■ **STATED PROBLEM**
Give only the lines from the one containing "Would you be able to point out the power" through the end of the material below, exactly as written.

Stored data entries:
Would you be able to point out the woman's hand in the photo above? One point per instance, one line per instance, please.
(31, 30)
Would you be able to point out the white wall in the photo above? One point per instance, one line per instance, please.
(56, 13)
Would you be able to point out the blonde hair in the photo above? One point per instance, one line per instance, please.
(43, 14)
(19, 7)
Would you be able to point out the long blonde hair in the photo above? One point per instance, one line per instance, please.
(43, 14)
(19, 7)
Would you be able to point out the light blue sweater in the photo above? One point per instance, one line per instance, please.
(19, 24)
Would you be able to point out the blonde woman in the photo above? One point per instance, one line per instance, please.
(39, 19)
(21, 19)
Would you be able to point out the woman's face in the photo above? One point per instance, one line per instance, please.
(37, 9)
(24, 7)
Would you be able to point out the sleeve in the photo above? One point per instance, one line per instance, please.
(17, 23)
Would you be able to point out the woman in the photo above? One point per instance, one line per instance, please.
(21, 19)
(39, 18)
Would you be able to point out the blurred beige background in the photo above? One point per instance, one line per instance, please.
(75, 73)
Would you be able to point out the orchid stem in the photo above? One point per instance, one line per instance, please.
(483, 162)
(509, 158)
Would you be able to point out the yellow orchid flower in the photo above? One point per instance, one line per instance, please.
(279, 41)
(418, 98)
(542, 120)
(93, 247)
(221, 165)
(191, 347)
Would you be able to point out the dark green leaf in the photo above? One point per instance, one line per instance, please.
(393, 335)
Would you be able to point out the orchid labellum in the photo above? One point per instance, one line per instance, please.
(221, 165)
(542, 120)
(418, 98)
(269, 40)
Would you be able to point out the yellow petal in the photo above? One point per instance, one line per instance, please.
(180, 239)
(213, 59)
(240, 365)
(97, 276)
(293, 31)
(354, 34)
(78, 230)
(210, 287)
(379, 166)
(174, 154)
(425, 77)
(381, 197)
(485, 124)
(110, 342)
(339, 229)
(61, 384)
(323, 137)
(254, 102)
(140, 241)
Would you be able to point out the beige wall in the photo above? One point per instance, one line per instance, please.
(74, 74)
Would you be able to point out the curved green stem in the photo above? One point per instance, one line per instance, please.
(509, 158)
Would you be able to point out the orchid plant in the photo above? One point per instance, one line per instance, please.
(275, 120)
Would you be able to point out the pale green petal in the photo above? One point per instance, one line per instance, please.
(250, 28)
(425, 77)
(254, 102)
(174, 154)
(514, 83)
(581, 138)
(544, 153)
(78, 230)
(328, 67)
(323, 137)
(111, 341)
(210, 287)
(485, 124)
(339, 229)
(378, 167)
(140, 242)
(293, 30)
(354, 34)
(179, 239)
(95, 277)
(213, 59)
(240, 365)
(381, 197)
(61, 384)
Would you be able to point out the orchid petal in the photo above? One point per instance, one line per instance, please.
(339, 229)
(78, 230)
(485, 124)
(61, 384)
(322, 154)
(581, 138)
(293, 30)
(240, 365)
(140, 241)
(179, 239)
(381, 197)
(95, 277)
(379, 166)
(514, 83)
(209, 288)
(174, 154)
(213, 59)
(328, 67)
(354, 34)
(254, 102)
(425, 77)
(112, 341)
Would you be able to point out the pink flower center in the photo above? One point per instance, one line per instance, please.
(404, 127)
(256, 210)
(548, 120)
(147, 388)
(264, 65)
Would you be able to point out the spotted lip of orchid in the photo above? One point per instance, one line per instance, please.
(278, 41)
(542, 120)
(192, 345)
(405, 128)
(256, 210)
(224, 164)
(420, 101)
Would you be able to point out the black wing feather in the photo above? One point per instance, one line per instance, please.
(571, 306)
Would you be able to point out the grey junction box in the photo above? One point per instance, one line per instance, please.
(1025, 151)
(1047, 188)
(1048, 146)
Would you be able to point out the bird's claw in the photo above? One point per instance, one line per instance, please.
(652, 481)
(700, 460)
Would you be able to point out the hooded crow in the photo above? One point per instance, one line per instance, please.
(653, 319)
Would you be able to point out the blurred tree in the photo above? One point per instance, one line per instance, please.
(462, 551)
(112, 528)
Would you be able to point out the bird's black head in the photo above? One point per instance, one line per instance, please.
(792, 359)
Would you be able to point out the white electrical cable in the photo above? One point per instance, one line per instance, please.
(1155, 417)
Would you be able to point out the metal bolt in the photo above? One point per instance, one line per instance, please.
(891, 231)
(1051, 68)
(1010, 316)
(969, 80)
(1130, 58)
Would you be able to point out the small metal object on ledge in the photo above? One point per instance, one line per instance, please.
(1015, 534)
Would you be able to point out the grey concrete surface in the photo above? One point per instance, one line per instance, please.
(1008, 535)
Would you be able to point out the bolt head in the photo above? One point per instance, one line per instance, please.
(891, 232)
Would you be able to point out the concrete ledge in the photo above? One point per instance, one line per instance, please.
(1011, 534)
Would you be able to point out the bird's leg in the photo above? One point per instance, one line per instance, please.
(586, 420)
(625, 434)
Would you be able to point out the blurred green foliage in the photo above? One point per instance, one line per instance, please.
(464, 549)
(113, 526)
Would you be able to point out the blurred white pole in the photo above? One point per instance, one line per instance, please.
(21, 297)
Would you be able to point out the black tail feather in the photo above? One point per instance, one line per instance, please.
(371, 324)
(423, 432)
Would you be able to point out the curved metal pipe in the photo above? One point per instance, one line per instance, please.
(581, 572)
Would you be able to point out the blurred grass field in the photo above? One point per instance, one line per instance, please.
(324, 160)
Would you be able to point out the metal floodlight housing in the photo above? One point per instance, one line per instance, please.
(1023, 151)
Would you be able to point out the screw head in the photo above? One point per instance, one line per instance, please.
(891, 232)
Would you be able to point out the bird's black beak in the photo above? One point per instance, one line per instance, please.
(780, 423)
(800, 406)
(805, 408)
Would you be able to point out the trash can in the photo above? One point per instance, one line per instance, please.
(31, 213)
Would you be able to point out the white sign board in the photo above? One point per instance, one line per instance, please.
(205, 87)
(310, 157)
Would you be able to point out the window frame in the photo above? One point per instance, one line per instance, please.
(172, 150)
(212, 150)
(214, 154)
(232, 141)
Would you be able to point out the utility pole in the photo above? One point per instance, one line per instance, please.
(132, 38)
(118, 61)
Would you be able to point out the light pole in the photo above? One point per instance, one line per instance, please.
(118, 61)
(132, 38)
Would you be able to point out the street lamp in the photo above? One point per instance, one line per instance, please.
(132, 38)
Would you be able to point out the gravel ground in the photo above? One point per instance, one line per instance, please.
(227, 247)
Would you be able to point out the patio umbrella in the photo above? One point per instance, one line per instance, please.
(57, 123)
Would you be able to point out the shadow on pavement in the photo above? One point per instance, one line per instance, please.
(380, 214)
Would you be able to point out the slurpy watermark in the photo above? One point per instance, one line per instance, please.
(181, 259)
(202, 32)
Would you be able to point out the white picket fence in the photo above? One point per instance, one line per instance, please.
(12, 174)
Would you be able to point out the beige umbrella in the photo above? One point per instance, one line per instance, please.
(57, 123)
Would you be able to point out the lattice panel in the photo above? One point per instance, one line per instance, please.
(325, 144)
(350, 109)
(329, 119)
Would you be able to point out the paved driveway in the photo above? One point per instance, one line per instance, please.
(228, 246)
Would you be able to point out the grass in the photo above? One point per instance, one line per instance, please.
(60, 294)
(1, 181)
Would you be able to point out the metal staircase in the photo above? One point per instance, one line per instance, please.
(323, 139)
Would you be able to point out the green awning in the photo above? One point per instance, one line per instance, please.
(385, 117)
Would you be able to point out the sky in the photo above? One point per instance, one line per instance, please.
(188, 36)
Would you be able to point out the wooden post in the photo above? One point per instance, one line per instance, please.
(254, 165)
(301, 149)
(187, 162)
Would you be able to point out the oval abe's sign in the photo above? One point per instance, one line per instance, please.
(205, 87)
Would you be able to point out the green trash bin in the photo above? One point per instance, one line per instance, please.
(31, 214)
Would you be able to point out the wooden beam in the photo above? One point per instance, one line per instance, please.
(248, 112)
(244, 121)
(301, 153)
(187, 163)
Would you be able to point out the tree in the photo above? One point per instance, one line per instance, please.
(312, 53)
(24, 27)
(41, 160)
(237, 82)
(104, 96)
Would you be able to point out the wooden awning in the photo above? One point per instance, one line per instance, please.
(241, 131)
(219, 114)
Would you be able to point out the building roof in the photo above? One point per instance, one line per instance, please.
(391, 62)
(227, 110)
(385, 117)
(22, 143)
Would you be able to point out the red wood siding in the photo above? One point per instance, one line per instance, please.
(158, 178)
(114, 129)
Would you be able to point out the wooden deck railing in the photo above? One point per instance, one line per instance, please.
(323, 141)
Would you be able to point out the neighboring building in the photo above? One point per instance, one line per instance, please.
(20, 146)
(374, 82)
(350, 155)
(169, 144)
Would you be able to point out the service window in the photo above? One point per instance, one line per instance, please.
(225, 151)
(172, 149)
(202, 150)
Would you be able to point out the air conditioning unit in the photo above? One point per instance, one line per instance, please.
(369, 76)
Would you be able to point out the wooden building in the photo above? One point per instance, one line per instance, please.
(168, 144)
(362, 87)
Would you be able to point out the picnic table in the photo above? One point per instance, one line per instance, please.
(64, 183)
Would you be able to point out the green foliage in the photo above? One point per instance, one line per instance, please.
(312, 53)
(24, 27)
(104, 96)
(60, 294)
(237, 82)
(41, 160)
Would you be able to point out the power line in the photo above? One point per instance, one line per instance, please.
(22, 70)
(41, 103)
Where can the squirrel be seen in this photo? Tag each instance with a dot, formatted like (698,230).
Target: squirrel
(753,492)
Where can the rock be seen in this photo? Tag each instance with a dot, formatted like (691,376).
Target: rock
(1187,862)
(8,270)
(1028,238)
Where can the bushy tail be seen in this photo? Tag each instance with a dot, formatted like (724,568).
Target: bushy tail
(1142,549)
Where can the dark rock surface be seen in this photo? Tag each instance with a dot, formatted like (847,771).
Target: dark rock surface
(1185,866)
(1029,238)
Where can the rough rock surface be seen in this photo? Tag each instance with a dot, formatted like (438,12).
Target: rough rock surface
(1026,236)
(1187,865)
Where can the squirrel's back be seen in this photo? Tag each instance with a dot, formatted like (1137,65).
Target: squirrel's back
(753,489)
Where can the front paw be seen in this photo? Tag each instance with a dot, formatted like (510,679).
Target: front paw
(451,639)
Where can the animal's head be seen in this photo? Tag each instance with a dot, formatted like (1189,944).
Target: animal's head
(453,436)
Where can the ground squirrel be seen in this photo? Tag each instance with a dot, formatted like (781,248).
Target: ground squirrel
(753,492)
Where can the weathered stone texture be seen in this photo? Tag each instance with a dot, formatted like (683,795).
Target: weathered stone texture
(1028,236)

■ **SOLVED PROBLEM**
Would you be able to point out the power line in the photo above? One point per instance, one line per instance, please.
(22, 70)
(41, 103)
Where can the squirrel be seen in this photo? Tag each instance with a dot, formatted like (698,230).
Target: squirrel
(753,492)
Where can the rock be seen in this photo? Tag each instance with a dot, formatted like (691,376).
Target: rock
(1187,862)
(8,270)
(1028,238)
Where can the bushy tail be seen in this photo? Tag each instance with a dot, formatted like (724,568).
Target: bushy tail
(1142,549)
Where can the dark rock surface be seen in this photo? Tag each instance with a dot, formatted like (847,771).
Target: dark rock surface
(1185,866)
(1029,238)
Where can the rough rock surface be seen in this photo? Tag each instance with a dot, formatted like (438,12).
Target: rough rock surface
(1026,236)
(1187,865)
Where can the squirrel's back be seen in this photo? Tag each instance with a dot, formatted like (1137,65).
Target: squirrel's back
(753,489)
Where can the front paw be seen in this photo? Tag each instance with a dot, formatted like (510,679).
Target: front paw
(451,639)
Where can the animal's head be seen in this photo? Tag each instance with a dot, formatted like (1189,944).
Target: animal's head
(453,436)
Where can the ground squirrel be seen in this photo? Tag each instance with a dot, formatted like (781,248).
Target: ground squirrel
(753,492)
Where can the weathered stone texture be seen in this photo? Tag each instance with a dot, formatted like (683,795).
Target: weathered stone texture
(1028,236)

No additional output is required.